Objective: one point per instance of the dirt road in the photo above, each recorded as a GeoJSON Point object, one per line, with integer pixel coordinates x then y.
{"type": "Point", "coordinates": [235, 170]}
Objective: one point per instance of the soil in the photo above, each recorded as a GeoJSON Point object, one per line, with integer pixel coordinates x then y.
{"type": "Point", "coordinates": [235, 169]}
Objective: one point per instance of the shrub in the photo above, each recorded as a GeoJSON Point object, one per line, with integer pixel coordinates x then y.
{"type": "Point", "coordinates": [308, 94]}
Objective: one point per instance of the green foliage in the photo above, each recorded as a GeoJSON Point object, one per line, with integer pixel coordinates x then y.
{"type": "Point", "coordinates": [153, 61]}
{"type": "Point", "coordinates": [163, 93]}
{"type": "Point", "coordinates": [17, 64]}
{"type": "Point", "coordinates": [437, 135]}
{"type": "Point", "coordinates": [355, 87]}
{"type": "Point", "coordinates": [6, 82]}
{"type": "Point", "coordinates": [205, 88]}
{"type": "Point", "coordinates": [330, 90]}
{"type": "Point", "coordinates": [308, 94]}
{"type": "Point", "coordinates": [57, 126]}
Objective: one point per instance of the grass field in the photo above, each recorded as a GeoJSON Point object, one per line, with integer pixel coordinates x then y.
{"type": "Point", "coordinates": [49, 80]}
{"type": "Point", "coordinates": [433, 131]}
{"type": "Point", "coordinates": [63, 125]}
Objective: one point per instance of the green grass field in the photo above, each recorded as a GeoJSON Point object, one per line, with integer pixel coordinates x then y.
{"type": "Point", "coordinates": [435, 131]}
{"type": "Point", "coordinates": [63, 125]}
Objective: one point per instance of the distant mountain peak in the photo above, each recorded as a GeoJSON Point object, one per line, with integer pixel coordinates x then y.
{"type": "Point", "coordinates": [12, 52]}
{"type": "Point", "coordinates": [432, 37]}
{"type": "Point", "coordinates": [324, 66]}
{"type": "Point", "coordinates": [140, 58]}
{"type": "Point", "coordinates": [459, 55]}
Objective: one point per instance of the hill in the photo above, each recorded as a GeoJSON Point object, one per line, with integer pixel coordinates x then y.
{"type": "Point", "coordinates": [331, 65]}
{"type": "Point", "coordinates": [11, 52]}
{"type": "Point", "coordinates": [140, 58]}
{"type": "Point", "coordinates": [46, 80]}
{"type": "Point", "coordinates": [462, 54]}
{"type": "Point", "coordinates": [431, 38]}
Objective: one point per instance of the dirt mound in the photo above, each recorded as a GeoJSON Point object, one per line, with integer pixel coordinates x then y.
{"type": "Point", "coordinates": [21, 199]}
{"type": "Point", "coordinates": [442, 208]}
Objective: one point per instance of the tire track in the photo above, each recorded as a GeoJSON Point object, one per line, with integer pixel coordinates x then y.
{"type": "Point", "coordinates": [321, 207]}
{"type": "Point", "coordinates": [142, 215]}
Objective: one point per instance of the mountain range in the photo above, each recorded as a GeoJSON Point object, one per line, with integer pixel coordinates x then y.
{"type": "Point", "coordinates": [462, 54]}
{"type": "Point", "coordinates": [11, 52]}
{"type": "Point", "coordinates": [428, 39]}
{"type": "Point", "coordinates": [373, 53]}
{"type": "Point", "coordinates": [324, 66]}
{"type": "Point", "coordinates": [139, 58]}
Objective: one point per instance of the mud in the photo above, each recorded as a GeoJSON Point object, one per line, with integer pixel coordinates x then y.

---+---

▸ **To be done**:
Copy every line of the records above, character for character, from the first through the last.

▸ **Answer to this problem**:
Objective: one point per instance of the dirt road in the photo above, each recorded as a GeoJSON Point object, one per line, with integer pixel coordinates x then y.
{"type": "Point", "coordinates": [235, 170]}
Objective: one point per instance of the soil in the photo above, each recorded as a GeoJSON Point object, one per line, with integer pixel coordinates x then y.
{"type": "Point", "coordinates": [235, 169]}
Objective: one point per instance of the shrub in the photo above, each recorded as a GeoJSON Point object, one per line, with integer pixel coordinates x then y.
{"type": "Point", "coordinates": [308, 94]}
Objective: one point per instance of the green foliage in the photo above, each recorded as a GeoJSON Point object, one per line, with integer pixel coordinates x then y.
{"type": "Point", "coordinates": [153, 61]}
{"type": "Point", "coordinates": [163, 93]}
{"type": "Point", "coordinates": [17, 64]}
{"type": "Point", "coordinates": [437, 135]}
{"type": "Point", "coordinates": [355, 87]}
{"type": "Point", "coordinates": [6, 82]}
{"type": "Point", "coordinates": [205, 88]}
{"type": "Point", "coordinates": [330, 90]}
{"type": "Point", "coordinates": [308, 94]}
{"type": "Point", "coordinates": [57, 126]}
Objective: one point per instance of the grass field in the photo above, each recorded as a GeoJSON Point object, one per line, with integer pixel coordinates x then y.
{"type": "Point", "coordinates": [49, 80]}
{"type": "Point", "coordinates": [433, 131]}
{"type": "Point", "coordinates": [63, 125]}
Objective: one point per instance of the green grass field in the photo above, each recorded as a GeoJSON Point object, one per line, with integer pixel coordinates x then y.
{"type": "Point", "coordinates": [435, 131]}
{"type": "Point", "coordinates": [63, 125]}
Objective: one point per instance of the distant mountain peak in the photo above, each recorded as a GeoJSON Point object, one per line, with integer pixel coordinates x then y.
{"type": "Point", "coordinates": [12, 52]}
{"type": "Point", "coordinates": [432, 37]}
{"type": "Point", "coordinates": [324, 66]}
{"type": "Point", "coordinates": [140, 58]}
{"type": "Point", "coordinates": [459, 55]}
Objective: one point per instance of the hill in the photo above, each recorded as a GeoJSON Point object, one per line, with integer pixel coordinates x then y.
{"type": "Point", "coordinates": [331, 65]}
{"type": "Point", "coordinates": [11, 52]}
{"type": "Point", "coordinates": [140, 58]}
{"type": "Point", "coordinates": [46, 80]}
{"type": "Point", "coordinates": [462, 54]}
{"type": "Point", "coordinates": [431, 38]}
Objective: one point per instance of the dirt mound in the photo above, each recorded as a GeoJSON Point object, one per line, with integer pixel coordinates x then y.
{"type": "Point", "coordinates": [21, 199]}
{"type": "Point", "coordinates": [442, 208]}
Objective: one point per instance of the tire track in the photo above, each recorded as a GeoJSON Point object, one per line, with integer pixel coordinates x then y.
{"type": "Point", "coordinates": [321, 207]}
{"type": "Point", "coordinates": [142, 215]}
Objective: one point per instance of the mountain range in the photo above, each recorded as a GeoJSON Point object, one per line, with integer pixel coordinates x then y.
{"type": "Point", "coordinates": [462, 54]}
{"type": "Point", "coordinates": [11, 52]}
{"type": "Point", "coordinates": [428, 39]}
{"type": "Point", "coordinates": [373, 53]}
{"type": "Point", "coordinates": [324, 66]}
{"type": "Point", "coordinates": [139, 58]}
Objective: one point per instance of the mud in the photo above, each recorded as a GeoJSON Point object, one per line, with integer pixel coordinates x then y.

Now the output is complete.